Return each line of the entries below that contains the word "before". Case counts, so copy only lines where the capitalization matches.
:: Dataset records
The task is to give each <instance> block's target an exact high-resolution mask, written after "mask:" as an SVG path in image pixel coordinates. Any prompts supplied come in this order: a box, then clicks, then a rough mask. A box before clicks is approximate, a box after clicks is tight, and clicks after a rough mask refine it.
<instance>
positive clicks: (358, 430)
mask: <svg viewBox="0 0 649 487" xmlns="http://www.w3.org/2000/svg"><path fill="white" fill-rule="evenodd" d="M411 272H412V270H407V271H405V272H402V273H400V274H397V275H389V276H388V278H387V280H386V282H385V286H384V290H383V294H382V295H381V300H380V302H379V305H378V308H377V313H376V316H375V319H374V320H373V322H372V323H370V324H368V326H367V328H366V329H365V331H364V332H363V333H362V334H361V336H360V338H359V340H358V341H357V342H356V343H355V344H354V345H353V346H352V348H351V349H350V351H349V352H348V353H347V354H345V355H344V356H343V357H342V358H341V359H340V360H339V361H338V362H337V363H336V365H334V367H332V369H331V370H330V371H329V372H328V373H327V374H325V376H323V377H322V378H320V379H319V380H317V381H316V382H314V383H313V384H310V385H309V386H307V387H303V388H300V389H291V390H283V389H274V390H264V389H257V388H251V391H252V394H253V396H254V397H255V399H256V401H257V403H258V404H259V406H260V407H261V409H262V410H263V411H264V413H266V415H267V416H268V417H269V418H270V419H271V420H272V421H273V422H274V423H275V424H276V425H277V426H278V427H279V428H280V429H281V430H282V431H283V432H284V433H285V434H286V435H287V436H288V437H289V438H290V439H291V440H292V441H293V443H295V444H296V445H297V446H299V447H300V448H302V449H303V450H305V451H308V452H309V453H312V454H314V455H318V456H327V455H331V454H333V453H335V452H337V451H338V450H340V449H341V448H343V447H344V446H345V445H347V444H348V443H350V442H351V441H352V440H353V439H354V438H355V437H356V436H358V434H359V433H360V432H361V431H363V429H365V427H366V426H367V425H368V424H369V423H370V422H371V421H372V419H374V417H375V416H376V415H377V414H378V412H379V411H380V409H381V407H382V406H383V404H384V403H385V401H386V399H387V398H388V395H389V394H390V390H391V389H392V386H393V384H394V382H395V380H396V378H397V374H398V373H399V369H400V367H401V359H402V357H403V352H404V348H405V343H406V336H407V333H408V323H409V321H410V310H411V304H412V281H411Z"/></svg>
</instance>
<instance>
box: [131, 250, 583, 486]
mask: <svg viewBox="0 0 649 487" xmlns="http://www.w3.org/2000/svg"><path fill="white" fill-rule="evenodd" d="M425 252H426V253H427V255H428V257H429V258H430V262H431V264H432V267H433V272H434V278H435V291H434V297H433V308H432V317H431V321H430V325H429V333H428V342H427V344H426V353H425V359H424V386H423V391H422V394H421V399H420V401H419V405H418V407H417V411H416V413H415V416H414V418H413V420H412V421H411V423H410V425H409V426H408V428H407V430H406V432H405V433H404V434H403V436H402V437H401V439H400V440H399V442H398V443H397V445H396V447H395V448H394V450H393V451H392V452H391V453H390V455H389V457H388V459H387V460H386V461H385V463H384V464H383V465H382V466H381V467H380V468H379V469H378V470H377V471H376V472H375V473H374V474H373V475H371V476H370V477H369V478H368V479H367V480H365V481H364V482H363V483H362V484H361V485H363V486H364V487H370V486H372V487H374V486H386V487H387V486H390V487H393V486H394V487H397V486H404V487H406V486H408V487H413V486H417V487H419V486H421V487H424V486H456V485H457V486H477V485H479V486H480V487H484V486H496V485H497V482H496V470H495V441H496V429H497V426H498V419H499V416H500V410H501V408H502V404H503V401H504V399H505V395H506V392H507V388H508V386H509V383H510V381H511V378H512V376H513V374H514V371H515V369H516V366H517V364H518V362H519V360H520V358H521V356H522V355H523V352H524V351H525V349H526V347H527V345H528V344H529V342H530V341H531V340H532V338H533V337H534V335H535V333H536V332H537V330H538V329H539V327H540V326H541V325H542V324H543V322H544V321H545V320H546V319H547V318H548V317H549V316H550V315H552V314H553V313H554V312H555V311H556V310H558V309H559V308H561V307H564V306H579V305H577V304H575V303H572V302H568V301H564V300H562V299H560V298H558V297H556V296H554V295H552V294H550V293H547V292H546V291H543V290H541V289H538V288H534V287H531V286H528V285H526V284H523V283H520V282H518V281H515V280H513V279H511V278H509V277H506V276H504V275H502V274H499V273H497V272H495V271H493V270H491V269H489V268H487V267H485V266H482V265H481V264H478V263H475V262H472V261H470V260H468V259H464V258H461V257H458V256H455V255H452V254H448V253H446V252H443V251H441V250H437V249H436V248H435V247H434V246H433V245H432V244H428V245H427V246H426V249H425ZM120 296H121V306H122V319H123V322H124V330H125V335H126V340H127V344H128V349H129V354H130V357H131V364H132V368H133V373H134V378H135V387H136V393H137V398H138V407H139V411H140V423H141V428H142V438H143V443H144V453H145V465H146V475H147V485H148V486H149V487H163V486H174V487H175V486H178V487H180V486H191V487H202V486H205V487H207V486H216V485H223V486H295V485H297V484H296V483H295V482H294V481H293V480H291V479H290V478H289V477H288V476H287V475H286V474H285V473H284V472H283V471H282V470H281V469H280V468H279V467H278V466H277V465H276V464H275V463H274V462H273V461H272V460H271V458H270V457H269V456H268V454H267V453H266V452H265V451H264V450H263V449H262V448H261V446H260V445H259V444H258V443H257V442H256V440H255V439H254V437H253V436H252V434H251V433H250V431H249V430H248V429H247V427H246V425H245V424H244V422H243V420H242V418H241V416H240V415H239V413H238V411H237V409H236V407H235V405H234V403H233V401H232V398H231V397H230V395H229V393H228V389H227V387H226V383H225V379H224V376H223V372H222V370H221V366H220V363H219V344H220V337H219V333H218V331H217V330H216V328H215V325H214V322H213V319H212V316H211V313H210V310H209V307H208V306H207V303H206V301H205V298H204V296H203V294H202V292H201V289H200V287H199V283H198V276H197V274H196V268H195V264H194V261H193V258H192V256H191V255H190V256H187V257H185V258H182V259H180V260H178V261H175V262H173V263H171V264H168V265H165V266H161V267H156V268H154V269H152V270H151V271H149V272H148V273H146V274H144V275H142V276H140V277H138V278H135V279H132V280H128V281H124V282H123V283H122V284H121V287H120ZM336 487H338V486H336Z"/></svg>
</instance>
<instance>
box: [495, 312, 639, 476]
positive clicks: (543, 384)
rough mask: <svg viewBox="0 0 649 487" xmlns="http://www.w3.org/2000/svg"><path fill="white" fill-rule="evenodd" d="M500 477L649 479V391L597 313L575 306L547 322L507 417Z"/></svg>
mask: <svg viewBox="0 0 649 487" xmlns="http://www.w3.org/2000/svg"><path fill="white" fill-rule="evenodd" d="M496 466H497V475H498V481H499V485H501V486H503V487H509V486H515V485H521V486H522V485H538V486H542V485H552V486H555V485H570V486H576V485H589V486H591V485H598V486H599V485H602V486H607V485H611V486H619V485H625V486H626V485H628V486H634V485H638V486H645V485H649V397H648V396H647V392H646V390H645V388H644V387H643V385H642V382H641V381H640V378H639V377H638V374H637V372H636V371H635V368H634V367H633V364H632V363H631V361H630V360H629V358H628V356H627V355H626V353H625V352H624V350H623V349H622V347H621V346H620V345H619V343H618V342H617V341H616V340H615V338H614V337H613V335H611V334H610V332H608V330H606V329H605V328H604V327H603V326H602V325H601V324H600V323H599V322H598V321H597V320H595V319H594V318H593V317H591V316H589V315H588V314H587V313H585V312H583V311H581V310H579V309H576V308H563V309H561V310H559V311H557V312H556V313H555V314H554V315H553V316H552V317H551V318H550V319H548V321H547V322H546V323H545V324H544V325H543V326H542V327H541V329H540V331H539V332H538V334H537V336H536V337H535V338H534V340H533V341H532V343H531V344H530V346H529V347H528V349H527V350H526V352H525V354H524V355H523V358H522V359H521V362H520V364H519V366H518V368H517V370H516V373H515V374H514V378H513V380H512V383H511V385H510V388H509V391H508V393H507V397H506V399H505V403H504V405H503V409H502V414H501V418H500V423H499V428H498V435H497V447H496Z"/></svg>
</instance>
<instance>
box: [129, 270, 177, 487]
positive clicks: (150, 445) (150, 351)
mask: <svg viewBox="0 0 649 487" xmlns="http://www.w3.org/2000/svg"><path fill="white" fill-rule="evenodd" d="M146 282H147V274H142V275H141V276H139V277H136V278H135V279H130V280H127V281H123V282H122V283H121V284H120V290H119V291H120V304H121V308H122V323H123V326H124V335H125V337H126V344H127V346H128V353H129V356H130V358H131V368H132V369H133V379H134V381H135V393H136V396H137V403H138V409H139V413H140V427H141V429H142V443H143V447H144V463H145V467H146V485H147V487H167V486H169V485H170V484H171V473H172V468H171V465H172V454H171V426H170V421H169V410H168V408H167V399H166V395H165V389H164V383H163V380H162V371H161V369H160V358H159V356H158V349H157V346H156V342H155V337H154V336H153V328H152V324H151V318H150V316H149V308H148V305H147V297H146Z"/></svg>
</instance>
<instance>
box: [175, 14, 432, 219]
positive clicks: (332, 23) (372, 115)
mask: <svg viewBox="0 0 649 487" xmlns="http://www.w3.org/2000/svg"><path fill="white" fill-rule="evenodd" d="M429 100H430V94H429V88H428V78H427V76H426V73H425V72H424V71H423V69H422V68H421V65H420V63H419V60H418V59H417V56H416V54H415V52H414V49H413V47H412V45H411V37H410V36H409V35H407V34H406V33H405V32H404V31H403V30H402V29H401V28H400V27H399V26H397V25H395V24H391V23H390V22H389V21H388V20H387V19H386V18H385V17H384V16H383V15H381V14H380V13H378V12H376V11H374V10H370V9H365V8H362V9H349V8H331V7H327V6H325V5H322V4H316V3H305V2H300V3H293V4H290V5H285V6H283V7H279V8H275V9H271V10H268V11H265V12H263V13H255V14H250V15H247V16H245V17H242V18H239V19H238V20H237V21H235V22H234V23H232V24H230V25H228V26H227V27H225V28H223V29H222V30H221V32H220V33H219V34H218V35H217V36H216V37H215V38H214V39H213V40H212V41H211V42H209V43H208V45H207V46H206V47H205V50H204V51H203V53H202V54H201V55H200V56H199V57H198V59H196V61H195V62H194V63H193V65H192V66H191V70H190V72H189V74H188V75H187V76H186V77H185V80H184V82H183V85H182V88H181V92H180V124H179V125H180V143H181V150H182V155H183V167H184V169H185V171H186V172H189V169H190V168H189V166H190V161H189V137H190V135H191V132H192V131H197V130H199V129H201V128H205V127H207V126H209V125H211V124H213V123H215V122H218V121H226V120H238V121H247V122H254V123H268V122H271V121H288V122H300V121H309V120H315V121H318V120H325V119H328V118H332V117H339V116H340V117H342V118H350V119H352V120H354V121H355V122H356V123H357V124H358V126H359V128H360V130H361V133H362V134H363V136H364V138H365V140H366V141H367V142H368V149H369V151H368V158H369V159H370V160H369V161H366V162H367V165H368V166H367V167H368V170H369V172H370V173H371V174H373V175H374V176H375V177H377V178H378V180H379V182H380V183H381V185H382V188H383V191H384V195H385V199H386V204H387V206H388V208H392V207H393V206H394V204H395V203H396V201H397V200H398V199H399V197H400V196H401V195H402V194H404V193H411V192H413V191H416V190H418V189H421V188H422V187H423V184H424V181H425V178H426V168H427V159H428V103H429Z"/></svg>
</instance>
::::
:: Dataset records
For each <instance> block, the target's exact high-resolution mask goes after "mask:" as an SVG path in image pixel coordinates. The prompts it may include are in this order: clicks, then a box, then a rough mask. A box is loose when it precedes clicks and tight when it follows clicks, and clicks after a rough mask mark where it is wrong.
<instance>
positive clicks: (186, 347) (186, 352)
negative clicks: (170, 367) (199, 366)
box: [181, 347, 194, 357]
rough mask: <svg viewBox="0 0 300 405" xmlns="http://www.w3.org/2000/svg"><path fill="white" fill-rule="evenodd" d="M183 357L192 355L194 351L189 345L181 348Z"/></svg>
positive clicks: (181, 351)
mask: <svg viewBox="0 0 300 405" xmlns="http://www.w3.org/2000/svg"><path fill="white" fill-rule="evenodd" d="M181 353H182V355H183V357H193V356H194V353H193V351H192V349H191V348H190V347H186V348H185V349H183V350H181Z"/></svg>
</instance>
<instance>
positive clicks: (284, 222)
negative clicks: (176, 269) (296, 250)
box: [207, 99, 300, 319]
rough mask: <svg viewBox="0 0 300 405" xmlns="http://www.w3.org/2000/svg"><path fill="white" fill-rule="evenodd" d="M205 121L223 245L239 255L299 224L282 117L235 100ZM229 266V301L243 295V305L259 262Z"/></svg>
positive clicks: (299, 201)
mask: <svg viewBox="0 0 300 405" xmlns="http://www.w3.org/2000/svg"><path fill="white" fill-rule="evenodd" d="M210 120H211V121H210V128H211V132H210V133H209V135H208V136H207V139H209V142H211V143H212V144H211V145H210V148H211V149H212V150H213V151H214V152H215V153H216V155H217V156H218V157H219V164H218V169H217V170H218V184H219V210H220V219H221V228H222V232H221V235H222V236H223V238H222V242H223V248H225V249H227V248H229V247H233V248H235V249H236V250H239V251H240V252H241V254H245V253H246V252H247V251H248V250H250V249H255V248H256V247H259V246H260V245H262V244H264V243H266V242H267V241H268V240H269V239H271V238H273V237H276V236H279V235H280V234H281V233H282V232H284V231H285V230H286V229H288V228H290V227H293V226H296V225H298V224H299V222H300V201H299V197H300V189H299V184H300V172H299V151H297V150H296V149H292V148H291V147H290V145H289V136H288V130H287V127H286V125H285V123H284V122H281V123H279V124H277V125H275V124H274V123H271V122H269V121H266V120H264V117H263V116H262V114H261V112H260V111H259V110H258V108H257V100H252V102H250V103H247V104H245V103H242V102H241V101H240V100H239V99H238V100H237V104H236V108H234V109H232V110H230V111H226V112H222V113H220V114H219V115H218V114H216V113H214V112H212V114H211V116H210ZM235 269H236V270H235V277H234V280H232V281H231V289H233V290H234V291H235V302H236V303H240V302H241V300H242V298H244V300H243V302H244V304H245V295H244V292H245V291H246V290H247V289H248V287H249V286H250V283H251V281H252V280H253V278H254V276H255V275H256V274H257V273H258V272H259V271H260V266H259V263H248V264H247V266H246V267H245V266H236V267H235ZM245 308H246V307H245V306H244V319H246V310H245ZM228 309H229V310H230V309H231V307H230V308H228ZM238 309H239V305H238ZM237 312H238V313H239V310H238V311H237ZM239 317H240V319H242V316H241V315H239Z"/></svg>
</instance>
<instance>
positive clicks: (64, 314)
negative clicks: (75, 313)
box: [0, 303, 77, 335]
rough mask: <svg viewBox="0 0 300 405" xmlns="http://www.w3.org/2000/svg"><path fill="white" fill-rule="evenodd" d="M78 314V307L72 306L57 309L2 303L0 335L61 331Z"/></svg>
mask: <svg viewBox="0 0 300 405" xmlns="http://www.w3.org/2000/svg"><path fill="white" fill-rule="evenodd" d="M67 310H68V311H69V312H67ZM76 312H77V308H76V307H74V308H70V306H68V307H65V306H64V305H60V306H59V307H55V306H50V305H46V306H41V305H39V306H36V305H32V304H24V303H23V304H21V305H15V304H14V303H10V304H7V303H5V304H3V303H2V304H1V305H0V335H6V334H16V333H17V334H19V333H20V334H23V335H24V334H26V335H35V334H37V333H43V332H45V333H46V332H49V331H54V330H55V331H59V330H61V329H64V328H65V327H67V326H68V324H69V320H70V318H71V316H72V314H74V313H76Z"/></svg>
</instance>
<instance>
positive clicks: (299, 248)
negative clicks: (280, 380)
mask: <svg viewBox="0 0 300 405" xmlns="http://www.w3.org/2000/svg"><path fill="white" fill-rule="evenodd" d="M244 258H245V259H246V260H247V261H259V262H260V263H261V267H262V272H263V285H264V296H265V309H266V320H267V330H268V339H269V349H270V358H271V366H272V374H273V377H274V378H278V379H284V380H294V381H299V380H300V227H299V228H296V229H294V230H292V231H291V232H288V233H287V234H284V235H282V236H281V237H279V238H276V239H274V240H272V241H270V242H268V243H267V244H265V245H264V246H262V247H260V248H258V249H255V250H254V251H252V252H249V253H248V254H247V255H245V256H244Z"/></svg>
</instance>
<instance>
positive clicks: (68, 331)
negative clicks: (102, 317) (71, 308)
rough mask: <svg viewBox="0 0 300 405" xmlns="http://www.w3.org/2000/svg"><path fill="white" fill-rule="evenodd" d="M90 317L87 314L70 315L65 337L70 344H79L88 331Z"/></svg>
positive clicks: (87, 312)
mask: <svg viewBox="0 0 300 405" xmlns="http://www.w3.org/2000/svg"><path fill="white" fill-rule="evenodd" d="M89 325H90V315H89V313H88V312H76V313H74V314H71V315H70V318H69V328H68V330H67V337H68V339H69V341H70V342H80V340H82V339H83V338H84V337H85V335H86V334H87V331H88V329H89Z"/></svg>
::::
:: Dataset records
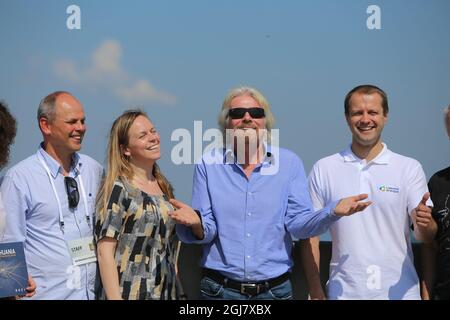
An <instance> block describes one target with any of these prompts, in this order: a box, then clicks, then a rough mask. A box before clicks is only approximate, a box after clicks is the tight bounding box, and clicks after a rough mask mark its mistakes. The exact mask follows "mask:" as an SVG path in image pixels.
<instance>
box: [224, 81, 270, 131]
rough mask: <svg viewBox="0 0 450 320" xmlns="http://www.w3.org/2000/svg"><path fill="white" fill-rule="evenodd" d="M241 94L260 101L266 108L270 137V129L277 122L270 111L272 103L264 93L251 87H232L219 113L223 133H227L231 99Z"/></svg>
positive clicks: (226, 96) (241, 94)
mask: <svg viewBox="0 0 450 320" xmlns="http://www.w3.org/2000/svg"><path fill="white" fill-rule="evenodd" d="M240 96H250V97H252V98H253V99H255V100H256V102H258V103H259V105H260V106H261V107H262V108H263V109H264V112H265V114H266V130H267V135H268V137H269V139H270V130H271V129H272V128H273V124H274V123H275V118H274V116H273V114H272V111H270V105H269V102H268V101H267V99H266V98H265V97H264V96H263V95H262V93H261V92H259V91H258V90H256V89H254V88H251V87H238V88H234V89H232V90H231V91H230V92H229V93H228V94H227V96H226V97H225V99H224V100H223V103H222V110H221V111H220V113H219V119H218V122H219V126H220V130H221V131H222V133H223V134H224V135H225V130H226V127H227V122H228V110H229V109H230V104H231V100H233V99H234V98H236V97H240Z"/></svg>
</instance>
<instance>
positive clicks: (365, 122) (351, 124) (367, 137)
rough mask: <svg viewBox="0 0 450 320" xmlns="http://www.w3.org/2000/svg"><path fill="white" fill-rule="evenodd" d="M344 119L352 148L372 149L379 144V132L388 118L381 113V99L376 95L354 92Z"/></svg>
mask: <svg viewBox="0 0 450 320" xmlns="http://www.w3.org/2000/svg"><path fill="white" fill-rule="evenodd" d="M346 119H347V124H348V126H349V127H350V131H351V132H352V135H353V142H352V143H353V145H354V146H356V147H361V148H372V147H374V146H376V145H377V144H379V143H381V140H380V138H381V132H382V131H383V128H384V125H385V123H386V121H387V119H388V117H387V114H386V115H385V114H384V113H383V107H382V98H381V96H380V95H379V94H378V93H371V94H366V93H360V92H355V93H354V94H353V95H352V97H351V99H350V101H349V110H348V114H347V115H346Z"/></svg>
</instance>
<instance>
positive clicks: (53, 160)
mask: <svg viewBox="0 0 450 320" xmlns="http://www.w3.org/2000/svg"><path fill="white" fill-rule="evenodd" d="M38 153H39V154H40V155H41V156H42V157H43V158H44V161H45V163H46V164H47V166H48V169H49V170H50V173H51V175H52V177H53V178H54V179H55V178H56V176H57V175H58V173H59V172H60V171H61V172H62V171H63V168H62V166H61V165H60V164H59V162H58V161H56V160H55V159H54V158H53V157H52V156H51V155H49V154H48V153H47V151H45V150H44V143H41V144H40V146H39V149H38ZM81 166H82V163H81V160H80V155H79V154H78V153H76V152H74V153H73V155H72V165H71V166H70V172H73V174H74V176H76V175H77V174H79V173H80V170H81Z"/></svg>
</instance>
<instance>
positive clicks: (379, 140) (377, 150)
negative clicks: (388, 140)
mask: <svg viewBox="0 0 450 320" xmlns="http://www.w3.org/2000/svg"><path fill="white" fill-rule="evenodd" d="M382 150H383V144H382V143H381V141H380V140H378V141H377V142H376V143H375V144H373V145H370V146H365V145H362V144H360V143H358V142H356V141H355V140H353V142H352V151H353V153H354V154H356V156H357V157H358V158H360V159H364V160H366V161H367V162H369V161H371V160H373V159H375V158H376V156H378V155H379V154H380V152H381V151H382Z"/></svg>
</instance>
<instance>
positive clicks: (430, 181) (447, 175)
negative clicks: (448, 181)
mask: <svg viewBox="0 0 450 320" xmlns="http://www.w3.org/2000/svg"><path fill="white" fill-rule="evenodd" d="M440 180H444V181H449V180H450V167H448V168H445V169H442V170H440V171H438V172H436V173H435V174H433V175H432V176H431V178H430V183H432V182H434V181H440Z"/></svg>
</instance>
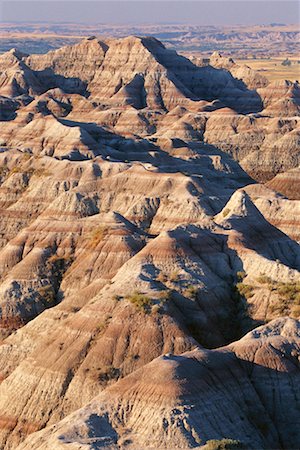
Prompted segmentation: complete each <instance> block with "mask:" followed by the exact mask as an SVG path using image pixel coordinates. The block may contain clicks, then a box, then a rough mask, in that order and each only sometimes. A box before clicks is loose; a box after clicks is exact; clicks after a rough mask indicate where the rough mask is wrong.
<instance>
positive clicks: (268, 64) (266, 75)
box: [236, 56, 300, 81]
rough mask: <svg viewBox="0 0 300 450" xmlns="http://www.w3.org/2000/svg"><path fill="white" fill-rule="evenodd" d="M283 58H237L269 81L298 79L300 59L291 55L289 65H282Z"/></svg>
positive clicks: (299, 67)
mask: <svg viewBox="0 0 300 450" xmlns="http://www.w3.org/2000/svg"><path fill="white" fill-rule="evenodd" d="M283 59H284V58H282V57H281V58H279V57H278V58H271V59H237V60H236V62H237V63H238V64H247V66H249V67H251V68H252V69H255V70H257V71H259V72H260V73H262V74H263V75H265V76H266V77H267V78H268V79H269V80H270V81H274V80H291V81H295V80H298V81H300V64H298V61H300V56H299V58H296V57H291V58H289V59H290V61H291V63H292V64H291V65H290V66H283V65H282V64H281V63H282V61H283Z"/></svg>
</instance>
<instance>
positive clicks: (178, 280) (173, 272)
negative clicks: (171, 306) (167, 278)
::::
= Answer below =
The task is to give each <instance> block's target an exact high-resolution mask, written after "mask:" as an SVG path in image pixel coordinates. Any prompts supplied come in this order: a box, then clicks, then a rough mask. A box before clicks is approximate, a box after clicks is tight, and clicks after a rough mask refine it.
An <instance> block describes one target with any of these prompts, in this order: a box, then clicks, then a rough mask. A box before clicks is only approximate, a box after clicks is the tight bounding box, and clicks after a rough mask mark its mistakes. The exact mask follows "mask:" as an SVG path in image pixels.
Prompted segmentation: complete each <instance> block with "mask:" followed by the exact mask as an SVG path using image pixel coordinates. The block may contain clicks, then a box, then a rough mask, in that order and each only sometimes. A box before clicks is loose; a box after clicks is exact; clicks after a rough mask indicate where the rough mask is wrong.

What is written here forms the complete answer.